How should advanced users design example order to more precisely guide Claude toward the intended pattern?
The key move for advanced users is ordering examples by similarity to the actual task, with the most similar one placed last, rather than arranging them randomly or in whatever order comes to mind. In practice, this means first clarifying the core characteristic of your actual task, then reviewing the examples on hand to find the one closest to that core characteristic, placing it last in the set. The examples before it are arranged from most basic and typical, gradually transitioning toward the one closest to the actual task, forming a progressive arc rather than a few examples sitting side by side with no logical sequence.
Another advanced technique is deliberately testing how different orderings affect the result, rather than arranging once and using it directly. In practice, this means preparing two or three different orderings, running each once, and comparing which output is closest to the pattern you wanted. If different orderings produce similar results, that signals the rule within this set of examples is already clear enough, and ordering isn't a critical variable. If different orderings produce noticeably different results, that signals this set of examples supports multiple possible interpretations, and testing to find the most stable, reliable ordering matters more than trusting a single intuitive arrangement.

= = =

Explore the material:
a) List the actions that the text on example ordering gives for testing how different orderings affect the result.
b) According to the text on example ordering, what does it signal when different orderings produce similar results?
c) For each statement below, say whether it agrees with the text on example ordering, and quote the words of the text that decide it.
(i) The example most similar to the actual task should be placed first.
(ii) The examples before the closest one should move from the most basic and typical toward the one closest to the actual task.
(iii) Noticeably different results across orderings indicate that the set of examples supports more than one interpretation.

Data shown:
= = =

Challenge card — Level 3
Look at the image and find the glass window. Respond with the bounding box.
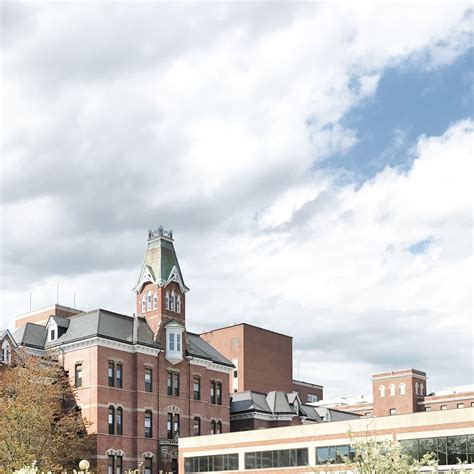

= = =

Answers in order:
a)
- Prepare two or three different orderings.
- Run each ordering once.
- Compare which output is closest to the intended pattern.

b) It signals that the rule within the set of examples is already clear enough and that ordering is not a critical variable.

c)
(i) No: "with the most similar one placed last"
(ii) Yes: "The examples before it are arranged from most basic and typical, gradually transitioning toward the one closest to the actual task"
(iii) Yes: "that signals this set of examples supports multiple possible interpretations"